SHORT PROBLEM: Locate "Reviewer note: every instance of the white yak's tail" in the listing below, then output the line holding it and every line after it, exactly and with nothing else.
-- Start of SUPPLIED DATA --
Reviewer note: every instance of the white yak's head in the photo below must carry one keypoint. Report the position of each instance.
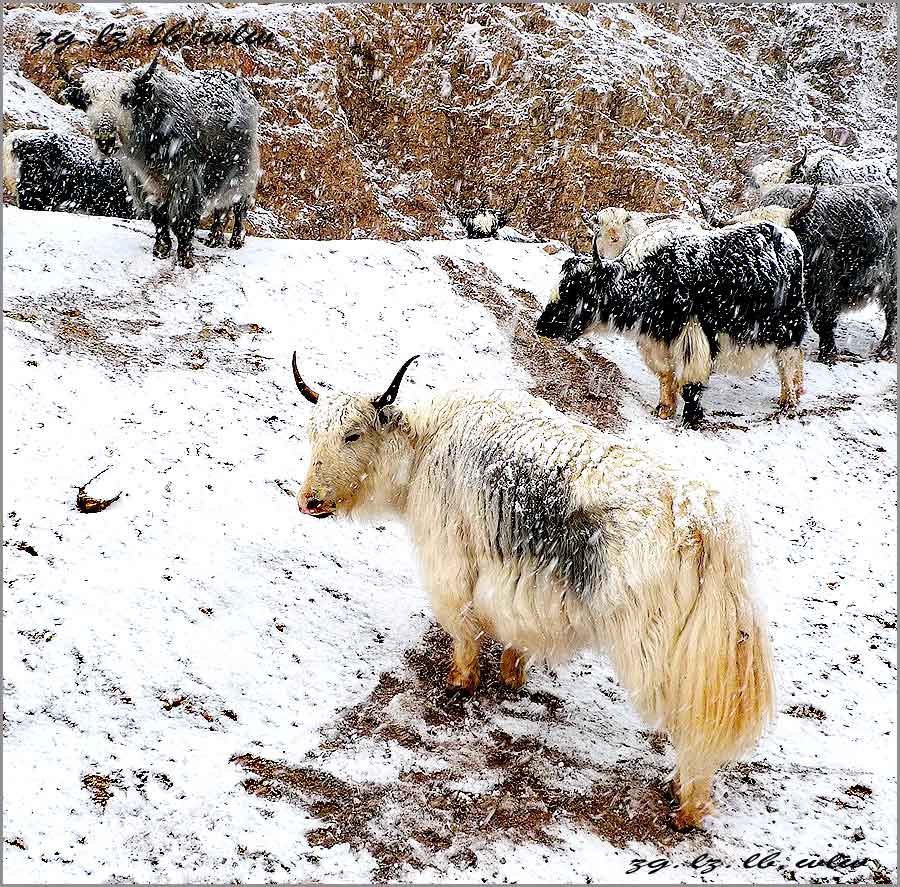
(352, 438)
(109, 98)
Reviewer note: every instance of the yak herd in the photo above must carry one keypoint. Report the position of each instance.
(531, 527)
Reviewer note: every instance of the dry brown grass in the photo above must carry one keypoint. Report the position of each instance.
(359, 140)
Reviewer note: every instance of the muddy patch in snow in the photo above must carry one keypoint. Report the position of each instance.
(470, 774)
(573, 379)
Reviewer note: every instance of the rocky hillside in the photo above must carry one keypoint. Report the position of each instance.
(377, 117)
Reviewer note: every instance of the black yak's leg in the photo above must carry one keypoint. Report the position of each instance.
(237, 233)
(159, 215)
(693, 410)
(887, 350)
(824, 325)
(216, 231)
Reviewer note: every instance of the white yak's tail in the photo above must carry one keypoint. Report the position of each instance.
(720, 690)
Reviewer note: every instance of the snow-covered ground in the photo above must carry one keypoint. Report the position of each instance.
(203, 685)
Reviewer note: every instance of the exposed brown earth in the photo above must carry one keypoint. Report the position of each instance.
(375, 116)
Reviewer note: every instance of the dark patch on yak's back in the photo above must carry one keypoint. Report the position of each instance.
(524, 480)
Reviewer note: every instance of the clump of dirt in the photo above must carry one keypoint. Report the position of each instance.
(101, 787)
(574, 379)
(472, 783)
(190, 705)
(96, 328)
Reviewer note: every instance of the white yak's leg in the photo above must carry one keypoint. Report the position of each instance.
(450, 577)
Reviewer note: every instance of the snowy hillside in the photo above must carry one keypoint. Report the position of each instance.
(377, 115)
(201, 684)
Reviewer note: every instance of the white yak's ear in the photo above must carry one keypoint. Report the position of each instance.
(387, 417)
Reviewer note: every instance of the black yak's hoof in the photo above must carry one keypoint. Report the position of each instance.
(664, 411)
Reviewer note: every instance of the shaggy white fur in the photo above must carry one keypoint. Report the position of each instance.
-- End of SUPPLIED DATA --
TASK ANSWER:
Reviewer note: every instance of the white yak's tail in the photo above must carry one keypoint. Report the position of each instance.
(720, 690)
Reviewer note: every instance of the snow-covered ground in the photo above must carry one keypoint. Report the position of each instance.
(203, 685)
Reviewer note: every instance of the exposed brown earth in the photo above must carry one keypoint. Report the position of each instance.
(375, 116)
Reviewer note: every instance of the dark patch on yak's back in the photo above must carry one keypoint. Report the position of each instance.
(524, 480)
Reviewer note: every instance of the clump of dirt in the photo above must carry one keypoint. Report the position of each instance.
(101, 787)
(574, 379)
(472, 783)
(190, 705)
(96, 328)
Reviewer note: every instance of the white yak's leg in the photo above must carry one keypoint. Report the position of each instance.
(450, 577)
Reviewer note: every instance of the snowy hillside in the photo above must carry one keypoint. Report the position of each instance.
(377, 115)
(201, 684)
Reviewer note: every instance of the white yak's ear in the photo above must carry one keypoint. Report the position of each instance.
(387, 417)
Reviewer note: every instance of the black yak's hoof in the photo above must carry one keypoint. Report the position of each instance.
(664, 411)
Reviewer note: every instance of the shaggy white fur in the photo above must carry one keypoint. Report the position of each instance.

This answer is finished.